WRITTEN REQUEST A -
Answer these questions using the consulting travel excerpt:
(i) Up to how much per hour were clients paying for staffing?
(ii) About how much was the daily per-diem for food and other expenses when the writer first started?
(iii) Where did the team dine nightly while working for a U.S. government client?
WRITTEN REQUEST B - Please revise the consulting travel excerpt, giving everything from "When I first" down to "nightly for months." again with "ramen containers" replaced by "noodle cups".

DOCUMENT EXTRACT -
┏━━
Some quirks of my old job are unique to consulting. All costs were simply passed on to the clients, who hardly noticed. Since they were paying up to $600 an hour for staffing, the airline upgrades, $400-a-night hotels and $100-per-person dinners hardly made a blip on the radar.

When I first started, corporate policy dictated hotels could be expensed, and staff would get an additional per-diem for food and other expenses while traveling, maybe $75 a day. Still trying to pay off school loans, I'd pocket the cash and eat as frugally as possible. The cleaning staff at the (then) $400-per-night Ritz Carlton in San Francisco probably wondered about the guest whose room was littered with instant oatmeal packets and ramen containers. On the flip side, when working for a U.S. government client, our staff had to use cheaper, approved hotels — but strangely had no restrictions on meal costs. So, I collected plenty of credit card dining bonuses as our team hit every high-end restaurant in San Diego's Gaslamp Quarter nightly for months.

Man at hotel front desk
It may not be all that it seems but the road warrior life can be highly lucrative from a points and miles perspective. (Photo by Klaus Vedfelt/Getty Images)

Eventually, the constant work travel began to wear me down, and despite all the points, status and lavish lifestyle benefits, I quit the job. How, I wondered, could I continue to enjoy the fun parts of travel without the grind of sitting in soul-sucking conference rooms working on spreadsheets every day? Hmmm, become a travel writer, perhaps?
┗━━
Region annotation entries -
┏━━
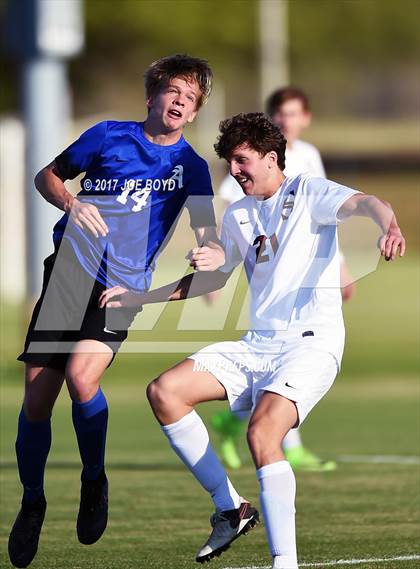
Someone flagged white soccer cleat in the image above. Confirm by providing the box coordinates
[195,501,259,563]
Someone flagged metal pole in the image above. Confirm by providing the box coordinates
[258,0,290,108]
[22,56,69,298]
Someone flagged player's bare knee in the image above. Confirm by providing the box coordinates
[23,397,52,423]
[246,421,280,455]
[66,371,99,403]
[246,423,266,453]
[146,372,175,411]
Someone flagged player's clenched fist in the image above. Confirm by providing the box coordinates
[187,244,225,271]
[99,286,141,308]
[379,227,405,261]
[69,199,108,237]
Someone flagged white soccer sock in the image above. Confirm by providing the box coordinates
[162,410,241,511]
[281,429,302,450]
[257,460,298,569]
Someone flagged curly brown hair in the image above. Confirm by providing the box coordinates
[214,113,286,170]
[144,53,213,109]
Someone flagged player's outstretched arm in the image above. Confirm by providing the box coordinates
[338,194,405,261]
[35,162,108,237]
[99,271,231,308]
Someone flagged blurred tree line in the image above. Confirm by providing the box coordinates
[0,0,420,117]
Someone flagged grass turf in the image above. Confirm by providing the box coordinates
[0,373,420,569]
[0,193,420,569]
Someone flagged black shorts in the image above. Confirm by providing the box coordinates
[17,239,138,371]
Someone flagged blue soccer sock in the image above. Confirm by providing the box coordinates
[72,388,108,480]
[15,408,51,503]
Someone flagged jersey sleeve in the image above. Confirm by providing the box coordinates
[185,158,216,229]
[55,121,108,180]
[304,178,360,225]
[219,213,242,273]
[309,146,326,178]
[219,178,244,204]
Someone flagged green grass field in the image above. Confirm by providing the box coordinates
[0,211,420,569]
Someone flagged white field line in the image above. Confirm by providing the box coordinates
[337,454,420,464]
[224,555,420,569]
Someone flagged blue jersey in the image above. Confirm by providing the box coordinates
[53,121,216,291]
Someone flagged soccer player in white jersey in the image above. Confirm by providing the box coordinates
[101,113,405,569]
[212,86,354,472]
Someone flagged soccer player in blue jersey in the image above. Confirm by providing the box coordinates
[9,54,224,567]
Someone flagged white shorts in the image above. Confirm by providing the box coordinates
[189,331,339,424]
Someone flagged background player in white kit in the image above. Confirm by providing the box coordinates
[101,113,405,569]
[209,86,354,472]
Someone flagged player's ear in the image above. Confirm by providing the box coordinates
[267,150,277,168]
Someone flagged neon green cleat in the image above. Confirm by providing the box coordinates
[284,446,337,472]
[220,437,242,469]
[211,410,244,468]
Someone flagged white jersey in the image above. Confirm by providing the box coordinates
[284,140,325,178]
[219,140,325,204]
[220,174,358,361]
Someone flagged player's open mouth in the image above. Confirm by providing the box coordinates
[168,109,182,119]
[235,176,251,186]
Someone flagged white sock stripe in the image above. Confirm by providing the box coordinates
[257,460,292,480]
[224,555,420,569]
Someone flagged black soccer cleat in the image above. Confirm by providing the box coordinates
[195,501,259,563]
[8,494,47,567]
[77,470,108,545]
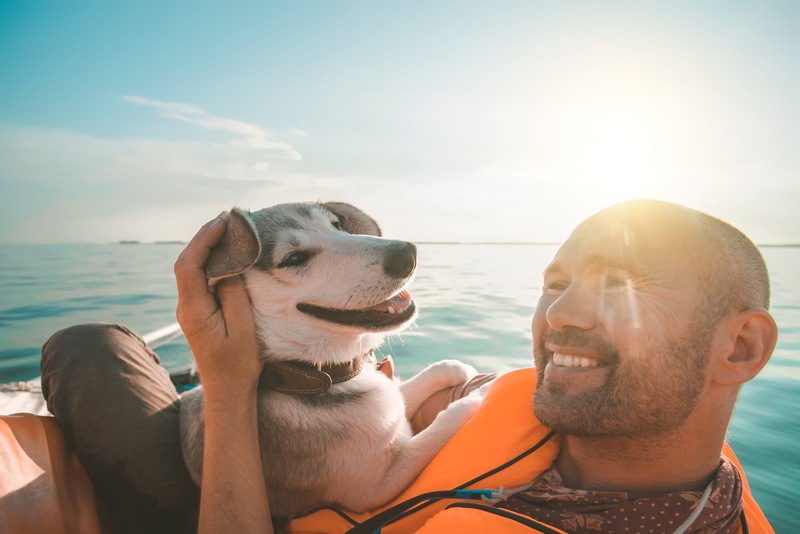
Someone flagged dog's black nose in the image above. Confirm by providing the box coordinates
[383,242,417,278]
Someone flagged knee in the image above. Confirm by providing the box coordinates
[41,323,144,376]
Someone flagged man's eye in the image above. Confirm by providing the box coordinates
[278,250,311,268]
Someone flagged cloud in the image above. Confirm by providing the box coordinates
[123,95,302,160]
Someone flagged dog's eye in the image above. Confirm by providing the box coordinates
[278,250,311,267]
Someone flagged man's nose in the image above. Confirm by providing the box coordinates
[545,282,598,330]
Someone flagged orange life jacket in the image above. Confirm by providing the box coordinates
[282,368,774,534]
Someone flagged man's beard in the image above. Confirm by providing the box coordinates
[533,325,711,437]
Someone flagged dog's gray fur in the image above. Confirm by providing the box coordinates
[180,202,482,517]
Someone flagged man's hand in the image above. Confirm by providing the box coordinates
[175,213,272,534]
[175,212,263,401]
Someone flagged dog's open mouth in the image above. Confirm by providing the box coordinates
[297,289,417,330]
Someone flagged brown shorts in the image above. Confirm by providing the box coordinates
[42,324,199,533]
[42,324,496,533]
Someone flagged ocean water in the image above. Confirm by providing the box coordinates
[0,244,800,533]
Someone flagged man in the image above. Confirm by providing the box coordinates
[43,200,777,532]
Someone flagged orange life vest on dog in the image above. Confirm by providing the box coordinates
[282,368,774,534]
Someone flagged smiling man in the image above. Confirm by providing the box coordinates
[36,200,777,534]
[484,200,777,532]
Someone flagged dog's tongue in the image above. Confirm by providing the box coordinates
[364,289,411,313]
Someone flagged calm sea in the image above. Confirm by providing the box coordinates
[0,244,800,533]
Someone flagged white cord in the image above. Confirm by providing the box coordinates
[675,480,714,534]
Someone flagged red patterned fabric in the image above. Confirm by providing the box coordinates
[498,459,742,534]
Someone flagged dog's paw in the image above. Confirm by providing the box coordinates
[436,384,484,428]
[423,360,478,387]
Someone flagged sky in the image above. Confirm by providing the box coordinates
[0,0,800,244]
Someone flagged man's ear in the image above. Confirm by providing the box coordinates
[204,208,261,285]
[712,309,778,386]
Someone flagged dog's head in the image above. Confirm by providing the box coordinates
[205,202,416,359]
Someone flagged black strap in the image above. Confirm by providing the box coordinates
[347,431,555,534]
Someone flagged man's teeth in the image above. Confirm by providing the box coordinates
[553,352,598,367]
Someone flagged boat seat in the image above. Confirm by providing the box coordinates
[0,413,101,534]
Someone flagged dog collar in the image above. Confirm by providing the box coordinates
[261,352,372,395]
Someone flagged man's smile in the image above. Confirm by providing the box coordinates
[551,352,600,367]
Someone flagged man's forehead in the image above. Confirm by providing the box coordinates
[553,213,693,271]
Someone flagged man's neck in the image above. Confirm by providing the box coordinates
[556,433,722,493]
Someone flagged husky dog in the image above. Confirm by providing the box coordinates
[180,202,483,517]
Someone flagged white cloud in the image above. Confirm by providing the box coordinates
[123,95,302,160]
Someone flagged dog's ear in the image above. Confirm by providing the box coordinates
[204,208,261,284]
[322,202,381,237]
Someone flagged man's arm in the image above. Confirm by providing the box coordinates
[175,213,272,533]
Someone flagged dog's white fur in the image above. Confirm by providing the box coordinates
[180,203,482,517]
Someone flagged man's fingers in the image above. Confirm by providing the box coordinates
[175,213,227,301]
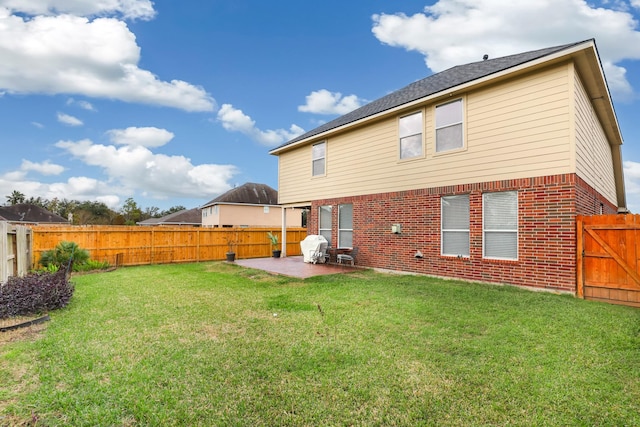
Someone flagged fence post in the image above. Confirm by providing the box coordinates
[0,221,9,284]
[16,225,32,277]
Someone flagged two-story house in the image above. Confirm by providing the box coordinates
[270,40,626,292]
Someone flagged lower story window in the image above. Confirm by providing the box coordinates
[482,191,518,260]
[440,194,469,257]
[318,206,331,246]
[338,204,353,248]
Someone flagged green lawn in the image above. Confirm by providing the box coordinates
[0,263,640,426]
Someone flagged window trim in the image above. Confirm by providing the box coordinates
[440,194,471,258]
[318,205,333,246]
[311,141,327,178]
[397,109,426,162]
[482,190,520,261]
[337,203,353,248]
[433,96,467,156]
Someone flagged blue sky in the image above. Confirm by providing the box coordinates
[0,0,640,212]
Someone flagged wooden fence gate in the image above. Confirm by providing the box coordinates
[0,221,32,284]
[576,214,640,307]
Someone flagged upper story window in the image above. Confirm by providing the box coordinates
[398,111,422,159]
[482,191,518,260]
[436,99,464,153]
[311,142,327,176]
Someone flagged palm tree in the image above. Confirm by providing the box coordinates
[7,190,25,205]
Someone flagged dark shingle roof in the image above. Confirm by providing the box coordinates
[0,203,69,223]
[202,182,278,208]
[138,208,202,225]
[274,42,583,150]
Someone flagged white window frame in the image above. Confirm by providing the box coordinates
[398,110,424,160]
[433,98,465,154]
[318,205,333,246]
[482,191,520,261]
[311,141,327,176]
[440,194,471,258]
[338,203,353,248]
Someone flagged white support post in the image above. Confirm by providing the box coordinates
[280,206,287,258]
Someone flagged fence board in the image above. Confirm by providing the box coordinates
[576,214,640,306]
[31,225,307,265]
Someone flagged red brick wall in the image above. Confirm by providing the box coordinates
[308,174,616,292]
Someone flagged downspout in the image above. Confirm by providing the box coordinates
[280,206,287,258]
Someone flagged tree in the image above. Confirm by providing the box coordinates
[7,190,25,205]
[120,197,142,225]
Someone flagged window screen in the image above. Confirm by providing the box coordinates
[482,191,518,260]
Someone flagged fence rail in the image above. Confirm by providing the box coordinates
[31,225,307,266]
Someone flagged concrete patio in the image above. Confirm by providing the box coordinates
[235,256,358,279]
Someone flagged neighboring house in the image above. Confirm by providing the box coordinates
[0,203,69,225]
[138,208,202,227]
[270,40,626,291]
[200,183,302,228]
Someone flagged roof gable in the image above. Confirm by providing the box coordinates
[202,182,278,208]
[0,203,69,223]
[271,38,584,154]
[138,208,202,225]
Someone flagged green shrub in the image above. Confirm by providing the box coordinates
[40,242,89,270]
[73,259,111,271]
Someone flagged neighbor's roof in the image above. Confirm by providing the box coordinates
[0,203,69,224]
[270,40,593,154]
[201,182,278,208]
[138,208,202,225]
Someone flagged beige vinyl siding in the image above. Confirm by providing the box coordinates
[278,63,573,203]
[575,69,617,205]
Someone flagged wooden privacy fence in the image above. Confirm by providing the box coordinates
[0,221,31,284]
[31,225,307,266]
[577,214,640,307]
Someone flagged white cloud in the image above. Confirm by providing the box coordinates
[218,104,304,147]
[0,0,156,20]
[0,10,215,111]
[623,160,640,214]
[20,159,64,175]
[298,89,365,114]
[372,0,640,95]
[56,139,237,198]
[67,98,96,111]
[107,127,174,147]
[58,113,84,126]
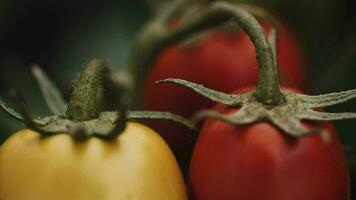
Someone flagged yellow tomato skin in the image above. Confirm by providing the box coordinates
[0,122,188,200]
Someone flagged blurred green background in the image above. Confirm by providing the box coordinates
[0,0,356,197]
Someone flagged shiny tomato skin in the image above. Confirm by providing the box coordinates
[0,122,188,200]
[143,20,305,153]
[189,87,349,200]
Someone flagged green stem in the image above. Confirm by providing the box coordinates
[132,2,284,105]
[66,59,109,121]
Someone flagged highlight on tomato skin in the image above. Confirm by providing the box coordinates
[143,16,307,162]
[189,88,350,200]
[0,122,188,200]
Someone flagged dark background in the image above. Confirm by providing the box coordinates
[0,0,356,197]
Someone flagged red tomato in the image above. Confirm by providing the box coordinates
[189,87,349,200]
[143,18,305,159]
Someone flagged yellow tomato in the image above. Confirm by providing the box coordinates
[0,122,188,200]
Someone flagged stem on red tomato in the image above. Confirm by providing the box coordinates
[133,2,284,105]
[66,59,109,121]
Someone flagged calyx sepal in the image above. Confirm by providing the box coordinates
[0,59,196,140]
[157,78,356,137]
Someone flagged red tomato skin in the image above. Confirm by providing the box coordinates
[143,21,305,152]
[189,87,349,200]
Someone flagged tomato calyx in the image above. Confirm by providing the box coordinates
[129,0,281,101]
[0,59,196,140]
[157,2,356,137]
[158,78,356,137]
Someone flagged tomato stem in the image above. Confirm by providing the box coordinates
[131,2,284,105]
[66,59,109,121]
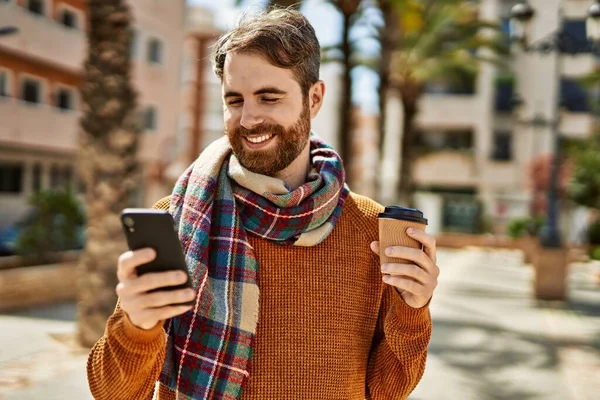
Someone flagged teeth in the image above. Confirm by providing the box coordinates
[246,135,273,143]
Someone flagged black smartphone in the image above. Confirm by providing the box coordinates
[121,208,194,305]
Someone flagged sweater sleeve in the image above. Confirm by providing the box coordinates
[87,304,166,400]
[87,196,171,400]
[367,285,432,400]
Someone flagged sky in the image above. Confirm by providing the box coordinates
[187,0,379,113]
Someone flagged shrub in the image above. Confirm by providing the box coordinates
[506,217,545,239]
[16,190,85,261]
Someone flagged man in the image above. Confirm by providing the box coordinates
[88,10,439,400]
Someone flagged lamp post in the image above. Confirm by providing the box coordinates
[0,26,19,36]
[510,0,600,248]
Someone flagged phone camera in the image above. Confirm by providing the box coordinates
[123,217,135,228]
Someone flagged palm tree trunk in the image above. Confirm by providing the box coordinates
[338,14,354,184]
[398,80,422,207]
[78,0,140,346]
[267,0,302,10]
[375,0,398,200]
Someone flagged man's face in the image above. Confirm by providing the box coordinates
[223,53,311,176]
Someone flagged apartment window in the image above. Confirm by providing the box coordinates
[31,163,42,192]
[148,39,163,64]
[494,75,515,112]
[144,106,156,131]
[560,78,590,112]
[563,19,590,53]
[61,165,73,189]
[56,89,75,110]
[27,0,45,15]
[415,130,473,151]
[50,164,61,189]
[60,10,79,29]
[0,163,23,193]
[21,78,42,104]
[491,131,512,161]
[0,71,9,97]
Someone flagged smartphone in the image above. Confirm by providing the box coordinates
[121,208,194,305]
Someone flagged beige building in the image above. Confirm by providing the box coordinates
[0,0,185,226]
[382,0,597,238]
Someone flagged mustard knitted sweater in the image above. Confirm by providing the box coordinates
[87,193,431,400]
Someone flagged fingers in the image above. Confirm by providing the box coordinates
[117,271,188,297]
[141,306,193,321]
[371,241,379,255]
[123,305,193,329]
[406,228,437,264]
[117,248,156,282]
[383,275,431,297]
[381,264,430,285]
[127,289,196,309]
[385,246,435,271]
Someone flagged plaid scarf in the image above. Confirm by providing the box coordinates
[160,135,349,400]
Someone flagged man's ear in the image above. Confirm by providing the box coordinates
[308,81,325,119]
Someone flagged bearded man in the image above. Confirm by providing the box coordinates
[88,10,439,400]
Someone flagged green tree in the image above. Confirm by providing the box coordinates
[379,0,509,205]
[567,133,600,210]
[16,190,85,263]
[78,0,141,346]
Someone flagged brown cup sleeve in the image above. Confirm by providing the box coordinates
[379,218,425,264]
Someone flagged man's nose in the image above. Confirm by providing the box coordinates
[240,104,263,129]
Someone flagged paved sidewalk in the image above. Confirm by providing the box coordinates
[410,249,600,400]
[0,249,600,400]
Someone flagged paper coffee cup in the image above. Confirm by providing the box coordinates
[379,206,427,264]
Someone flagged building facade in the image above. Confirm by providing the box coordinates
[382,0,597,239]
[0,0,185,226]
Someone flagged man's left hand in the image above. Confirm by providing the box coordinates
[371,228,440,308]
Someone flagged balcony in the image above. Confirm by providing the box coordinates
[0,2,86,71]
[561,54,596,78]
[413,150,477,187]
[417,95,484,128]
[0,98,80,152]
[560,112,594,139]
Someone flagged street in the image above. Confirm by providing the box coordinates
[0,249,600,400]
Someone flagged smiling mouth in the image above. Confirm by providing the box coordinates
[246,134,275,144]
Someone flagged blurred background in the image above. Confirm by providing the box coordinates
[0,0,600,400]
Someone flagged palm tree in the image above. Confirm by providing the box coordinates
[390,0,509,205]
[330,0,361,183]
[78,0,140,346]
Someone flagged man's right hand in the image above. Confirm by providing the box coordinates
[117,249,196,329]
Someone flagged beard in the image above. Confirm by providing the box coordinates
[225,102,310,176]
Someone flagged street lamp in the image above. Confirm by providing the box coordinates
[510,0,600,248]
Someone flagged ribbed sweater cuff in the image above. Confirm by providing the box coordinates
[113,310,165,353]
[388,293,431,329]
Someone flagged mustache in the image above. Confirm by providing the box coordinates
[233,124,285,136]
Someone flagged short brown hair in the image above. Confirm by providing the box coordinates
[213,9,321,95]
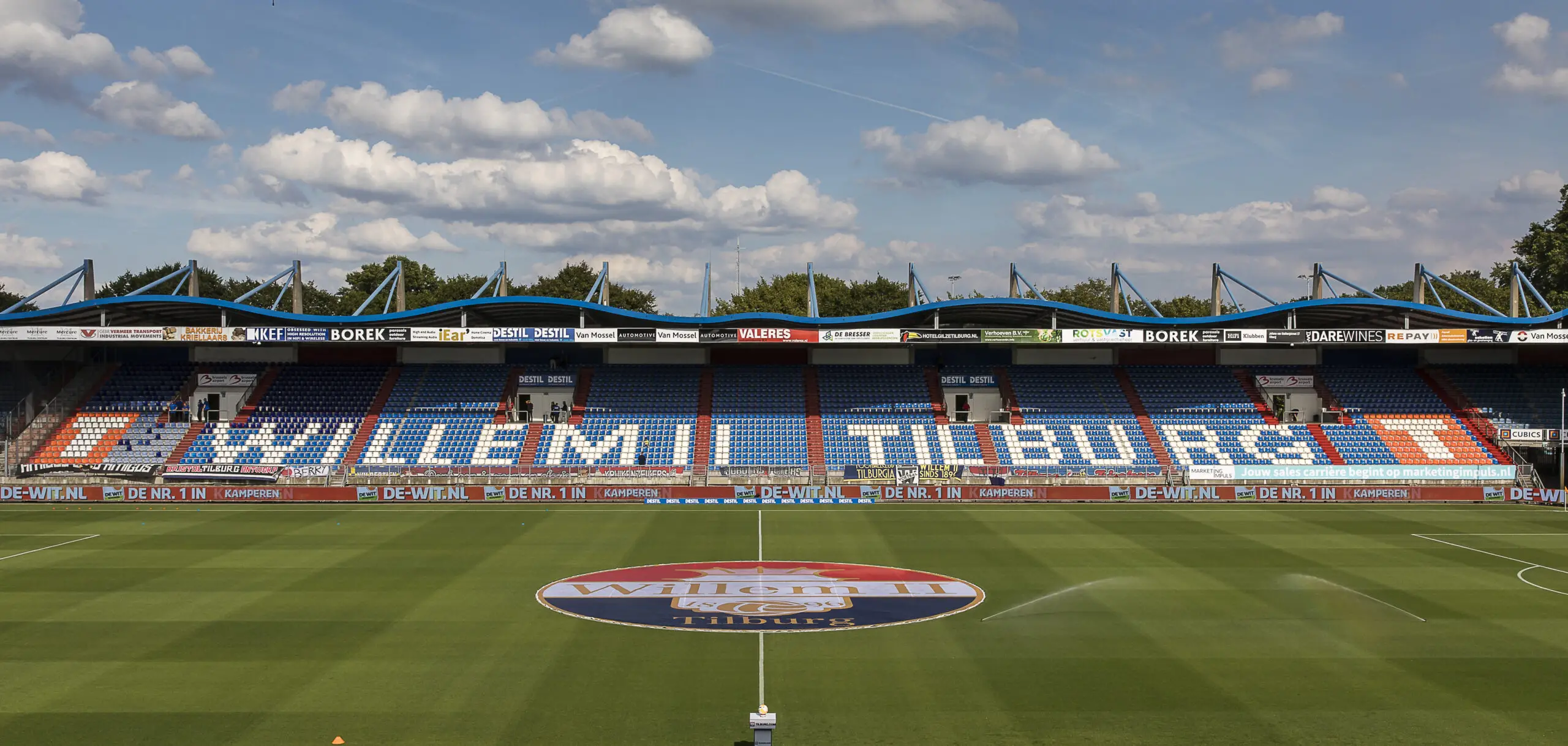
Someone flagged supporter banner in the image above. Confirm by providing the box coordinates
[1061,329,1143,345]
[196,373,255,389]
[817,329,902,345]
[163,464,282,481]
[736,326,817,342]
[1143,329,1224,345]
[1256,376,1313,389]
[709,465,811,480]
[1383,329,1438,345]
[943,373,996,389]
[16,464,163,477]
[1187,464,1515,481]
[518,373,577,389]
[843,464,964,484]
[899,329,980,342]
[654,329,701,342]
[980,329,1061,345]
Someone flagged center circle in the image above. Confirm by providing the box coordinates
[535,560,985,631]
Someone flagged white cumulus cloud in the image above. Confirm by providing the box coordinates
[1017,187,1403,246]
[0,0,124,99]
[185,211,462,269]
[88,80,223,140]
[1491,12,1552,59]
[127,44,212,78]
[0,230,62,269]
[535,5,714,70]
[1493,169,1563,202]
[0,151,108,202]
[321,83,652,154]
[241,127,856,232]
[666,0,1017,31]
[861,116,1120,185]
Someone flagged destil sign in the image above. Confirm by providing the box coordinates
[736,326,817,342]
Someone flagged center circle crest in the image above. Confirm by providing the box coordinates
[535,560,985,631]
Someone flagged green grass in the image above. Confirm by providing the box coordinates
[0,505,1568,746]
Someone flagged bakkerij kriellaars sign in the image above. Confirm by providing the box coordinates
[535,560,985,631]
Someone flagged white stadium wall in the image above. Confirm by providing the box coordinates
[1220,347,1322,365]
[604,347,707,365]
[398,345,507,365]
[191,345,300,364]
[1013,347,1117,365]
[811,347,914,365]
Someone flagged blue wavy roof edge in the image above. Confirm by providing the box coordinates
[0,295,1568,328]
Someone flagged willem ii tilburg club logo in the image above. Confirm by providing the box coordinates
[537,560,985,631]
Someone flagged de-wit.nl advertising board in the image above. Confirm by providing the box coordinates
[0,484,1524,505]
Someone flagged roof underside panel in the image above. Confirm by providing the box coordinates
[0,295,1568,329]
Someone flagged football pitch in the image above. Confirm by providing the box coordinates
[0,503,1568,746]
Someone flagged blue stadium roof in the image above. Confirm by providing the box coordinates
[0,295,1568,329]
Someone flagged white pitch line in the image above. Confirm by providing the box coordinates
[1411,533,1568,595]
[0,533,104,560]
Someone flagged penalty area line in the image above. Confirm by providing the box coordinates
[0,533,104,560]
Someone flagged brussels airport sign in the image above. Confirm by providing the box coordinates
[0,326,1568,345]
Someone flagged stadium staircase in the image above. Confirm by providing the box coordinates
[342,365,403,465]
[566,365,593,424]
[925,365,952,424]
[491,367,526,424]
[801,365,828,469]
[1231,368,1280,424]
[1117,367,1171,469]
[692,365,714,475]
[230,365,284,429]
[997,365,1024,423]
[1416,368,1513,464]
[159,365,211,464]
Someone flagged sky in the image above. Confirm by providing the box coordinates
[0,0,1568,315]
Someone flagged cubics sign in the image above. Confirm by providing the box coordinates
[535,560,985,631]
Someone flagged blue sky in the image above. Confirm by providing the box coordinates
[0,0,1568,312]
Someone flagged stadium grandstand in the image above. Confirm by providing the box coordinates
[0,257,1568,495]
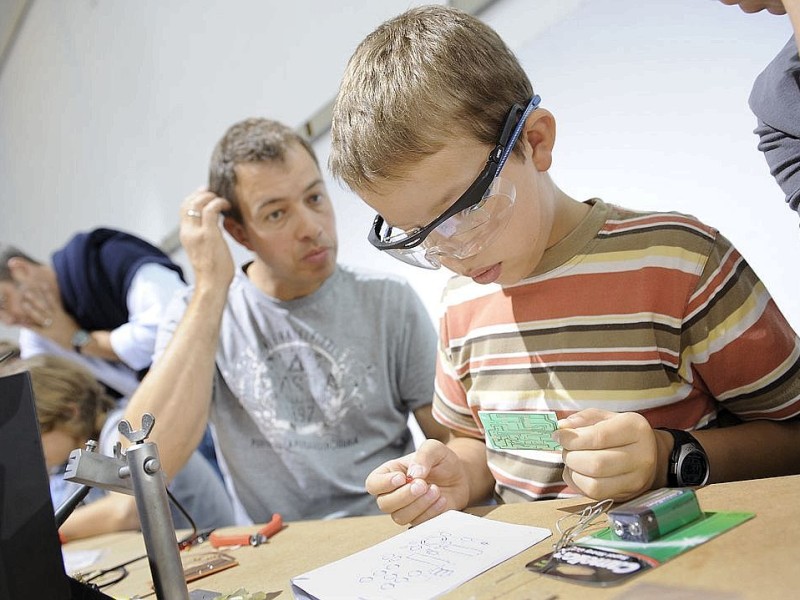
┗━━
TASK RESULT A -
(i) Up to $600 an hour.
(ii) About $75 a day.
(iii) At high-end restaurants in San Diego's Gaslamp Quarter.

TASK RESULT B -
When I first started, corporate policy dictated hotels could be expensed, and staff would get an additional per-diem for food and other expenses while traveling, maybe $75 a day. Still trying to pay off school loans, I'd pocket the cash and eat as frugally as possible. The cleaning staff at the (then) $400-per-night Ritz Carlton in San Francisco probably wondered about the guest whose room was littered with instant oatmeal packets and noodle cups. On the flip side, when working for a U.S. government client, our staff had to use cheaper, approved hotels — but strangely had no restrictions on meal costs. So, I collected plenty of credit card dining bonuses as our team hit every high-end restaurant in San Diego's Gaslamp Quarter nightly for months.